List every person named in the Cc line of the forwarded message quoted in the mailing-list thread on pessimistic locking.

• **TEXT PASSAGE**
"""

[jbosscache-dev] Re: Fundamental problem with pessimistic locking
Manik Surtani
manik at jboss.org
Fri Dec 1 09:19:14 EST 2006
I agree as well; just wanted to sound everyone on potential breakage
in (poorly written) end-user code.
--
Manik Surtani
Lead, JBoss Cache
JBoss, a division of Red Hat
Email: manik at jboss.org
Telephone: +44 7786 702 706
MSN: manik at surtani.org
Yahoo/AIM/Skype: maniksurtani
On 1 Dec 2006, at 08:38, Bela Ban wrote:
> IMO correctness trumps speed. If developers map their data
> structures to JBC incorrectly, creating lots of concurrency issues
> it is THEIR problem. This is the same with mapping apps to a DB in
> essence.
> Folks can always opt for lower isolation levels and/or optimistic
> locking...
>
> Manik Surtani wrote:
>> So we still haven't discussed my biggest concern here, which is
>> item 5) below in the list of implications. Is this performance
>> penalty and potential for deadlocks small enough a price to pay
>> for the correctness of concurrent access on the root node? What
>> do people think?
>>
>>
>>
>>> *From:* Manik Surtani [mailto:manik at jboss.org]
>>> *Sent:* Monday, November 27, 2006 7:19 PM
>>> *To:* Manik Surtani
>>> *Cc:* Bela Ban; Ben Wang; Brian Stansberry; Vladimir Blagojevic;
>>> Galder Zamarreno
>>> *Subject:* Re: Fundamental problem with pessimistic locking
>>>
>>> Ok, this seems to work, making things a lot more 'correct'. But
>>> before I roll this into an official release and start making
>>> changes en-masse, porting this to 1.4.x and 2.0.0, I'd like to
>>> step back and think about whether this is what we really want.
>>> Here is what I've effectively done with 1.3.0.SP4, all related to
>>> pessimistic locking only:
>>>
>>> a) Added a mechanism for not removing nodes when remove() is
>>> called, and instead storing them in a map which can be referenced
>>> by concurrent threads and locks attempted. (Mutated version of
>>> Brian's original fix to JBCACHE-871)
>>> b) When locking nodes in PLI.lock(), added a mechanism to obtain
>>> a WL on a node if the next node after it needs to be created or
>>> removed. (JBCACHE-875)
>>> c) Modified PLI.lock() to start with Fqn.ROOT rather than Fqn.get
>>> (0), which applies the same cache-wide locking behaviour to the
>>> root as well. Prior to this, the root never was locked for
>>> anything.
>>> The implications of these, for the sake of accuracy and
>>> correctness, are possibly:
>>>
>>> 1) Performance impact on inspecting nodes in b) to decide on
>>> whether WLs are needed
>>> 2) Memory impact on maintaining a map of removed nodes in a)
>>> 3) Reduced concurrency due to overall stronger locks in b)
>>> 4) Much reduced concurrency because of the locking in c)

"""

• **EXTRACTED DATA**

"""

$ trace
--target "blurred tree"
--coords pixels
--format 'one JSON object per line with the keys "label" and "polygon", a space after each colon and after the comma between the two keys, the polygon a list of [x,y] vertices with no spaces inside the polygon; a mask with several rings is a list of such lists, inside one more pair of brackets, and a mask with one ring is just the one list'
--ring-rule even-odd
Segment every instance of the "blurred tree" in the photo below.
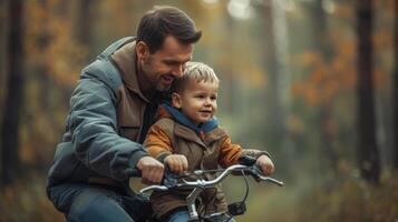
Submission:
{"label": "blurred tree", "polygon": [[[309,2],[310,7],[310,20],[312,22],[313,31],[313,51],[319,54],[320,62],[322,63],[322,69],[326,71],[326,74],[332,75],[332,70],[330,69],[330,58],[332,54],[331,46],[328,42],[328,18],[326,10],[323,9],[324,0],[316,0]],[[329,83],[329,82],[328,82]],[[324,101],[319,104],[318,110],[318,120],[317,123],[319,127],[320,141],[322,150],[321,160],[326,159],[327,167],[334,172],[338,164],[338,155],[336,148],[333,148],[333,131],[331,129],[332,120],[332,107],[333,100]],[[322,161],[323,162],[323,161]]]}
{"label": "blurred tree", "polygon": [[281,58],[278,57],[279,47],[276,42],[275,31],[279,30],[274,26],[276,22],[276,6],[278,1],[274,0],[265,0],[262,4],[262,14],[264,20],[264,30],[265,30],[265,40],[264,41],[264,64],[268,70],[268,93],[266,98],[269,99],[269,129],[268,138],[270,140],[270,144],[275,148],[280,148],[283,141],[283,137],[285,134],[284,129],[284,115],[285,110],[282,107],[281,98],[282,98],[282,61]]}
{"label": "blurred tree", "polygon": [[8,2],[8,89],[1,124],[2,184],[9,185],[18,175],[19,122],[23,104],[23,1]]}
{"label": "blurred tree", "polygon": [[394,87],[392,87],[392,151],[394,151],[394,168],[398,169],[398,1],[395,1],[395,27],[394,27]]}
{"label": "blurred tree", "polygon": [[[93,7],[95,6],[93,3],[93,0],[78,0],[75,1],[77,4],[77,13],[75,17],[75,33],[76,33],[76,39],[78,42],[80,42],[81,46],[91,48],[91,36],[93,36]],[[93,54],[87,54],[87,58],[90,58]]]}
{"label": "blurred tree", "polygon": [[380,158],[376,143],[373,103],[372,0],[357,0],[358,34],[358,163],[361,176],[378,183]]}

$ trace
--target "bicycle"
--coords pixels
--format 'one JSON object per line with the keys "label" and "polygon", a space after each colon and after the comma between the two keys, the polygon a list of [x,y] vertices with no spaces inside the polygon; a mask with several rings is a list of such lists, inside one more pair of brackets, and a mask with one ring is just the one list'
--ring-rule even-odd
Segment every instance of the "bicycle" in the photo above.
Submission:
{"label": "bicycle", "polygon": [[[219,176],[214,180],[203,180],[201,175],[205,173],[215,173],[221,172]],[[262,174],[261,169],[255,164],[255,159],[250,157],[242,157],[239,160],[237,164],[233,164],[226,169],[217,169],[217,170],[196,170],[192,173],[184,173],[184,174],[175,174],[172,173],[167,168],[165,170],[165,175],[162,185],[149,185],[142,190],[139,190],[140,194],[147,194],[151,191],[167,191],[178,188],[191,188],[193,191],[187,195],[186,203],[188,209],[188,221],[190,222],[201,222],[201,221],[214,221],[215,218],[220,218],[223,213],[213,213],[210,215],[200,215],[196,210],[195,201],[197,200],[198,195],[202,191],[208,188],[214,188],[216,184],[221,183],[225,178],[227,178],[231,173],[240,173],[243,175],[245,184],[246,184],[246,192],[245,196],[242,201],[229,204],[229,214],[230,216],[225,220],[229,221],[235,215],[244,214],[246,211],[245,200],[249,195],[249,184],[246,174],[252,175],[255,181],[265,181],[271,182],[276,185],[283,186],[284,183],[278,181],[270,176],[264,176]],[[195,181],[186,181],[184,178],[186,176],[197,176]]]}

"""

• **EXERCISE RESPONSE**
Bela Ban, Ben Wang, Brian Stansberry, Vladimir Blagojevic, Galder Zamarreno